* **What the exercise asks**
An exact copy of the listing is required.

* **Supplied records**
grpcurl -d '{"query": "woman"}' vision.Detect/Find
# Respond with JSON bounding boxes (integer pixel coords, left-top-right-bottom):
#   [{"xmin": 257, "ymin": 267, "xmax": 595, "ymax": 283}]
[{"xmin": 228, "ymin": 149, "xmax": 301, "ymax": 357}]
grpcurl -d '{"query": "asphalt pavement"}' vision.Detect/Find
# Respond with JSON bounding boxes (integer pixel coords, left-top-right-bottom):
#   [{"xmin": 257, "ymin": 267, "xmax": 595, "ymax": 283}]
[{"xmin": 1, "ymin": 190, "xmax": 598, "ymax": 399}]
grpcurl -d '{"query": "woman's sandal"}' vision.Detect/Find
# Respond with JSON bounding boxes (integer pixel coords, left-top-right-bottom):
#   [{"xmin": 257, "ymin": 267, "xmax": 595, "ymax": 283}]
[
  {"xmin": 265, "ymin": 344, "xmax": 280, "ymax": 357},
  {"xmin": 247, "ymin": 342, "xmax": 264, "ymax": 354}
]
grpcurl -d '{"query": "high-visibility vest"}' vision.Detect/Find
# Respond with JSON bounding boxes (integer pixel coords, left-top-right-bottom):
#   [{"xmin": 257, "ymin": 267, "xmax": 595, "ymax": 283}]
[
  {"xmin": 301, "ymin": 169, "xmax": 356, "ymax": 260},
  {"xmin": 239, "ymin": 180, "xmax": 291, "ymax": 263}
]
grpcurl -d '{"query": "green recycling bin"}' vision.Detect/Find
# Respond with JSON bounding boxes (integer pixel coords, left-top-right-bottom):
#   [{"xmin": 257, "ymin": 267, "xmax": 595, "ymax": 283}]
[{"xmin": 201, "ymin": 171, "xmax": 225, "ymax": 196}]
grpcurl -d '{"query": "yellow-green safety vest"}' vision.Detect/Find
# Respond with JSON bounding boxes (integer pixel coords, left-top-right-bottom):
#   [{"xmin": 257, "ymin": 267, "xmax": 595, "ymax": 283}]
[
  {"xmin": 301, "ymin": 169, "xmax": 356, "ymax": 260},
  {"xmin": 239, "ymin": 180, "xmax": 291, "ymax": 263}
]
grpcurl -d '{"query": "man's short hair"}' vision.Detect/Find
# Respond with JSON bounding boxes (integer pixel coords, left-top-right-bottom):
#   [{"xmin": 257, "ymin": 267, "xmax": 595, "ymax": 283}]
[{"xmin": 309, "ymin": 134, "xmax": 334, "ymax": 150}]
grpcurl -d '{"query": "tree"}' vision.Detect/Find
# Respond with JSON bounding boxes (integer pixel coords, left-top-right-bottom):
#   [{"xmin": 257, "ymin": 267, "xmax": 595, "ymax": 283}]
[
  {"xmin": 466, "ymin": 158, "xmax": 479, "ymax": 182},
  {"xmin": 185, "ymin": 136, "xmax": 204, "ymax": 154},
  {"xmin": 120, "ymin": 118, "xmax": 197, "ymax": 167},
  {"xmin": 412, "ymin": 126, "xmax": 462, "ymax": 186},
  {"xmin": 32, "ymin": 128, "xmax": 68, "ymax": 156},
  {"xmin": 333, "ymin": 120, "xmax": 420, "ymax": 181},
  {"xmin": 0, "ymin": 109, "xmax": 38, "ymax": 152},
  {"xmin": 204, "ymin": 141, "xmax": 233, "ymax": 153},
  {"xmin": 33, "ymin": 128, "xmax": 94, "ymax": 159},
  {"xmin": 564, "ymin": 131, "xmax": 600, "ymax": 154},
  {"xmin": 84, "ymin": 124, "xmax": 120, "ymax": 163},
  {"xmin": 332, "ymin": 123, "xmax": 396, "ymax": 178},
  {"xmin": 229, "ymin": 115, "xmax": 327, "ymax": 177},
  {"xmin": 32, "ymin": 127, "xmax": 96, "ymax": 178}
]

* **Response area**
grpcurl -d '{"query": "woman"}' vision.Detect/Find
# Respond with JSON bounding boxes (integer pixel coords, left-top-right-bottom):
#   [{"xmin": 257, "ymin": 267, "xmax": 595, "ymax": 283}]
[{"xmin": 228, "ymin": 149, "xmax": 301, "ymax": 357}]
grpcurl -d '{"query": "asphalt pavement"}' vision.Detect/Find
# Respond with JSON bounding boxes (integer pixel coords, left-top-right-bottom):
#   [{"xmin": 257, "ymin": 267, "xmax": 595, "ymax": 283}]
[{"xmin": 1, "ymin": 190, "xmax": 598, "ymax": 399}]
grpcurl -d '{"query": "woman's sandal"}' vision.Detect/Find
# Respond with JSON bounding boxes (integer pixel coords, left-top-right-bottom):
#   [{"xmin": 257, "ymin": 267, "xmax": 595, "ymax": 283}]
[
  {"xmin": 265, "ymin": 344, "xmax": 280, "ymax": 357},
  {"xmin": 247, "ymin": 342, "xmax": 264, "ymax": 354}
]
grpcurl -d '{"query": "high-visibility vest"}' vision.Detect/Find
# Respond with JSON bounding boxes (integer pixel coords, left-top-right-bottom):
#   [{"xmin": 257, "ymin": 267, "xmax": 595, "ymax": 283}]
[
  {"xmin": 301, "ymin": 169, "xmax": 356, "ymax": 260},
  {"xmin": 239, "ymin": 180, "xmax": 291, "ymax": 263}
]
grpcurl -d '{"query": "green recycling bin"}' vision.Detect/Find
# Respond with JSON bounding boxes (integer pixel coords, left-top-right-bottom):
#   [{"xmin": 257, "ymin": 267, "xmax": 595, "ymax": 283}]
[{"xmin": 201, "ymin": 171, "xmax": 225, "ymax": 196}]
grpcurl -d '{"query": "yellow-green safety vest"}' vision.Detect/Find
# Respond with JSON bounding boxes (integer pixel coords, left-top-right-bottom):
#   [{"xmin": 257, "ymin": 267, "xmax": 595, "ymax": 283}]
[
  {"xmin": 301, "ymin": 169, "xmax": 356, "ymax": 260},
  {"xmin": 239, "ymin": 180, "xmax": 291, "ymax": 263}
]
grpcurl -d '{"query": "man's short hair"}' vision.Detect/Find
# Respond with JSON bounding boxes (integer pixel coords, left-top-right-bottom):
#   [{"xmin": 257, "ymin": 267, "xmax": 595, "ymax": 283}]
[{"xmin": 309, "ymin": 134, "xmax": 334, "ymax": 150}]
grpcurl -d '{"query": "tree"}' vision.Detect/Find
# Respond with JSON bounding boxes (integer pixel coords, left-top-right-bottom):
#   [{"xmin": 257, "ymin": 267, "xmax": 595, "ymax": 283}]
[
  {"xmin": 466, "ymin": 158, "xmax": 479, "ymax": 182},
  {"xmin": 185, "ymin": 136, "xmax": 204, "ymax": 154},
  {"xmin": 120, "ymin": 118, "xmax": 197, "ymax": 167},
  {"xmin": 412, "ymin": 126, "xmax": 462, "ymax": 186},
  {"xmin": 32, "ymin": 128, "xmax": 68, "ymax": 156},
  {"xmin": 333, "ymin": 120, "xmax": 420, "ymax": 181},
  {"xmin": 0, "ymin": 109, "xmax": 38, "ymax": 152},
  {"xmin": 204, "ymin": 141, "xmax": 233, "ymax": 153},
  {"xmin": 33, "ymin": 128, "xmax": 94, "ymax": 159},
  {"xmin": 564, "ymin": 131, "xmax": 600, "ymax": 154},
  {"xmin": 84, "ymin": 124, "xmax": 120, "ymax": 163},
  {"xmin": 332, "ymin": 123, "xmax": 396, "ymax": 178},
  {"xmin": 229, "ymin": 115, "xmax": 327, "ymax": 177},
  {"xmin": 32, "ymin": 127, "xmax": 96, "ymax": 178}
]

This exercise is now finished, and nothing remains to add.